--- Begin ---

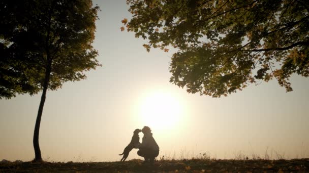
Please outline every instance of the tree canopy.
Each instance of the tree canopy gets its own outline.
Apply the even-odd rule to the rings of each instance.
[[[170,81],[220,97],[275,78],[287,92],[294,73],[309,75],[305,0],[127,0],[122,22],[147,51],[176,48]],[[121,30],[125,27],[121,28]]]
[[[35,161],[46,92],[101,66],[91,44],[99,7],[91,0],[0,2],[0,99],[42,91],[34,133]]]
[[[98,7],[91,1],[0,2],[0,98],[42,91],[84,79],[99,66],[91,44]]]

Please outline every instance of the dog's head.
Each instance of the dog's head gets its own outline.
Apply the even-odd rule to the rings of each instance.
[[[139,133],[141,132],[142,130],[140,129],[136,128],[134,132],[133,133],[134,134],[138,134]]]

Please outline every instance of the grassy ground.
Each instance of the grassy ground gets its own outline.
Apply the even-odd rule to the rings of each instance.
[[[141,160],[125,162],[9,162],[0,172],[309,172],[309,158],[292,160]]]

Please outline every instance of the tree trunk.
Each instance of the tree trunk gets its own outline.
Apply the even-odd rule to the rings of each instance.
[[[36,158],[34,161],[42,161],[42,156],[41,155],[41,150],[40,149],[40,145],[39,145],[39,133],[40,132],[40,124],[41,124],[41,118],[43,113],[43,108],[44,106],[45,99],[46,97],[46,92],[48,88],[48,84],[49,83],[49,77],[50,77],[51,64],[48,63],[45,71],[45,77],[44,78],[44,82],[43,83],[43,93],[41,97],[41,102],[40,102],[40,106],[39,107],[39,111],[38,111],[38,116],[37,116],[37,120],[36,121],[36,125],[35,126],[35,132],[33,135],[33,146],[35,149],[35,153]]]

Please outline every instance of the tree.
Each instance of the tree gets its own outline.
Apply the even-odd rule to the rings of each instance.
[[[41,161],[40,124],[47,90],[85,79],[101,66],[91,46],[99,7],[90,0],[0,3],[0,98],[42,91],[35,127],[36,161]]]
[[[309,75],[309,4],[305,0],[127,0],[122,22],[143,46],[176,49],[170,81],[220,97],[275,78],[287,92]],[[124,30],[125,27],[121,28]]]

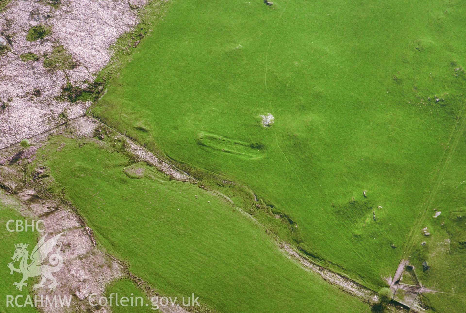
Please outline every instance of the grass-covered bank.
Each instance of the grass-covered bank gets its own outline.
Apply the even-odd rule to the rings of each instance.
[[[464,105],[466,7],[274,2],[175,0],[92,111],[248,185],[303,251],[377,290]]]
[[[193,292],[222,312],[369,310],[290,260],[219,197],[134,163],[113,138],[110,150],[52,137],[31,166],[49,169],[51,190],[71,201],[97,242],[163,294]]]

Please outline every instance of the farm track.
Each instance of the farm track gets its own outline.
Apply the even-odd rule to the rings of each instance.
[[[432,182],[432,187],[429,191],[429,194],[423,204],[422,211],[419,212],[420,217],[414,224],[414,226],[410,232],[408,240],[406,241],[403,252],[403,258],[407,258],[411,252],[413,246],[413,241],[414,240],[416,231],[420,231],[422,224],[425,220],[425,218],[429,212],[429,210],[432,208],[432,203],[435,198],[437,192],[440,187],[443,179],[445,177],[446,170],[451,162],[452,157],[458,145],[459,140],[464,135],[465,129],[466,128],[466,116],[465,116],[465,111],[466,110],[466,105],[463,107],[460,115],[456,122],[456,124],[448,141],[447,148],[444,153],[444,155],[440,161],[439,168],[434,176]]]

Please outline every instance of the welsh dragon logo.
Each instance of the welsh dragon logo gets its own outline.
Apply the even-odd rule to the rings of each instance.
[[[45,236],[47,234],[46,234],[34,247],[30,256],[29,252],[26,250],[28,245],[17,244],[14,245],[15,250],[13,256],[11,257],[13,262],[9,263],[8,267],[10,270],[10,274],[13,274],[14,272],[23,274],[23,279],[21,281],[13,283],[13,285],[16,286],[17,289],[22,290],[23,286],[27,286],[27,283],[24,282],[25,281],[27,280],[29,277],[35,277],[39,275],[41,275],[42,280],[39,284],[34,284],[33,286],[33,288],[34,289],[44,287],[44,283],[47,279],[52,281],[52,283],[48,285],[49,289],[54,290],[60,285],[60,283],[57,282],[56,279],[52,275],[52,273],[58,272],[63,266],[63,258],[59,254],[62,249],[61,245],[55,253],[48,257],[48,264],[42,263],[47,258],[47,255],[52,252],[54,247],[56,245],[58,238],[63,232],[65,231],[50,238],[47,241],[45,241]],[[31,262],[28,263],[29,260]],[[20,262],[20,266],[19,268],[15,268],[14,264],[18,261]]]

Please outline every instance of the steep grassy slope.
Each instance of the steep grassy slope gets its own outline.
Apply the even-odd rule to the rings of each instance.
[[[2,265],[2,269],[0,271],[0,281],[1,281],[0,284],[0,311],[5,313],[36,312],[35,309],[30,306],[24,307],[18,307],[16,306],[12,307],[9,306],[8,307],[7,307],[7,295],[13,296],[14,298],[22,295],[22,298],[20,297],[18,298],[18,302],[20,305],[22,305],[26,300],[26,296],[29,294],[29,287],[37,282],[35,281],[36,278],[30,278],[26,282],[28,284],[27,287],[23,288],[22,291],[17,290],[13,283],[21,280],[22,275],[17,272],[10,275],[10,270],[7,267],[7,265],[12,261],[11,257],[14,252],[15,244],[27,244],[29,245],[28,250],[31,251],[37,241],[37,232],[10,232],[7,231],[7,222],[10,219],[15,221],[21,220],[24,223],[24,219],[18,213],[19,209],[19,204],[13,201],[11,198],[7,198],[3,191],[0,190],[0,227],[1,227],[0,231],[0,249],[2,252],[0,253],[0,265]],[[30,223],[30,221],[29,222]],[[14,223],[10,224],[9,226],[10,229],[14,229]],[[17,268],[18,263],[14,266]],[[14,301],[13,303],[14,304]]]
[[[466,121],[458,125],[457,142],[452,141],[447,166],[426,199],[425,218],[408,247],[411,263],[421,282],[428,288],[445,293],[428,294],[429,303],[438,312],[461,312],[466,307]],[[430,201],[429,201],[429,199]],[[440,212],[436,216],[436,212]],[[438,213],[437,213],[438,214]],[[421,230],[427,227],[429,236]],[[421,243],[425,242],[425,245]],[[422,262],[430,267],[425,269]]]
[[[174,0],[93,112],[248,185],[303,251],[378,288],[465,105],[466,5],[274,2]]]
[[[222,312],[369,310],[289,259],[263,227],[218,197],[92,140],[82,143],[54,137],[31,166],[49,169],[54,190],[97,241],[163,294],[194,293]]]

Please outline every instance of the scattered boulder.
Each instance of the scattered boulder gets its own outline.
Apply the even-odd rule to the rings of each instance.
[[[35,154],[38,148],[38,147],[29,147],[18,151],[11,156],[0,160],[0,165],[13,164],[17,161],[19,164],[21,164],[22,159],[31,159],[31,157]]]
[[[81,268],[77,268],[76,267],[72,268],[70,270],[69,273],[71,274],[72,276],[74,276],[79,279],[80,281],[83,281],[84,279],[87,278],[87,277],[86,276],[86,273]]]
[[[262,124],[264,127],[267,127],[272,126],[272,124],[275,122],[275,117],[270,113],[267,113],[267,115],[259,115],[262,118]]]
[[[90,287],[86,283],[81,284],[75,291],[75,294],[80,300],[82,300],[90,294]]]

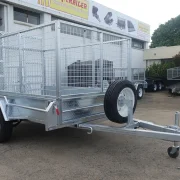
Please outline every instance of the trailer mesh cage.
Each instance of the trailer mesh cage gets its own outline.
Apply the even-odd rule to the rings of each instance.
[[[60,96],[131,79],[130,39],[55,21],[0,36],[0,91]]]

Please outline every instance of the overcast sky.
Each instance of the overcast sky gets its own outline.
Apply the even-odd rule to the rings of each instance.
[[[180,14],[180,0],[95,0],[107,7],[143,21],[151,34],[160,24]]]

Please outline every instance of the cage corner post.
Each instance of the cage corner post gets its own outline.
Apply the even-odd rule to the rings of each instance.
[[[56,54],[56,101],[57,101],[57,107],[62,113],[62,97],[61,97],[61,21],[58,20],[55,22],[55,54]],[[62,114],[57,116],[57,125],[59,126],[62,124]]]

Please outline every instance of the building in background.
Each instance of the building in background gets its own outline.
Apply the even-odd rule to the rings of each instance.
[[[28,29],[53,20],[65,20],[94,27],[132,39],[133,68],[145,68],[144,49],[150,40],[150,26],[132,17],[105,7],[91,0],[2,0],[0,2],[0,32]],[[84,36],[81,29],[66,27],[64,33]],[[87,32],[86,32],[87,33]],[[87,34],[92,38],[92,34]],[[97,34],[98,36],[98,34]],[[104,41],[112,37],[105,37]],[[77,42],[78,44],[78,42]]]

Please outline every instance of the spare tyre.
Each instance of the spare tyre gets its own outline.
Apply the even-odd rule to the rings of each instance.
[[[131,100],[133,113],[137,105],[137,92],[130,81],[113,82],[104,97],[104,111],[107,118],[115,123],[123,124],[128,121],[128,105],[124,100]]]

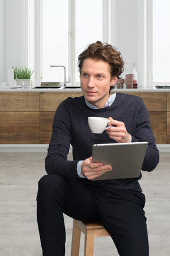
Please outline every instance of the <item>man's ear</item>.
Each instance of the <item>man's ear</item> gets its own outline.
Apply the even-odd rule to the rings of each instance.
[[[114,76],[111,79],[110,86],[113,86],[116,83],[117,79],[117,78],[116,76]]]

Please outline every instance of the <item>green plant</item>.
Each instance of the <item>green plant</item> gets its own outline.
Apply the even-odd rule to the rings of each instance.
[[[12,67],[14,69],[14,74],[15,79],[31,79],[31,76],[34,72],[31,69],[27,67]]]

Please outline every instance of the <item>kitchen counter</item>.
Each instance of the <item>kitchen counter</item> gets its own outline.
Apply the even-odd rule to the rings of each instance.
[[[113,89],[111,93],[141,97],[157,144],[170,144],[170,89]],[[67,97],[80,97],[80,88],[0,89],[0,143],[48,144],[54,116]]]
[[[81,88],[63,88],[63,87],[58,88],[49,88],[47,89],[45,88],[36,88],[36,89],[29,89],[29,88],[1,88],[0,87],[0,92],[81,92]],[[115,89],[112,89],[111,91],[112,92],[114,92],[114,91],[117,92],[170,92],[170,89],[156,89],[155,87],[148,87],[147,88],[139,88],[138,89],[117,89],[115,88]]]

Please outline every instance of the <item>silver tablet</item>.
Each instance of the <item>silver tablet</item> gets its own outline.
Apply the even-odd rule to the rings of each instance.
[[[93,180],[139,177],[148,144],[142,142],[94,145],[93,162],[111,165],[113,169]]]

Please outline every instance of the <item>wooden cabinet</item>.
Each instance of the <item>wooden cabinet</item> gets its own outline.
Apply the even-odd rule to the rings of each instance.
[[[114,92],[113,92],[114,93]],[[142,98],[157,144],[170,143],[170,92],[126,92]],[[58,105],[81,92],[0,92],[0,143],[48,144]]]
[[[40,143],[40,93],[0,93],[0,143]]]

--- End ---

Written request:
Please retype, exactly as written, every line from the line containing "Please outline every instance of the <item>silver" through the last line of the records above, including both of those lines, and nothing else.

Full output:
Please outline every instance of the <item>silver tablet</item>.
Each instance of the <item>silver tablet</item> gets its own outline.
Apply the even-odd rule to the rings of each instance.
[[[93,180],[139,177],[148,144],[142,142],[94,145],[93,162],[111,165],[113,169]]]

Please outline every instance of the <item>wooden cabinet</item>.
Each instance of the <item>wooden cabinet</item> gets its own outline.
Apply the even-odd rule to the rings of each instance.
[[[114,92],[113,92],[114,93]],[[142,98],[157,144],[170,143],[170,92],[126,92]],[[58,105],[81,92],[0,92],[0,143],[48,144]]]
[[[40,143],[40,93],[0,93],[0,143]]]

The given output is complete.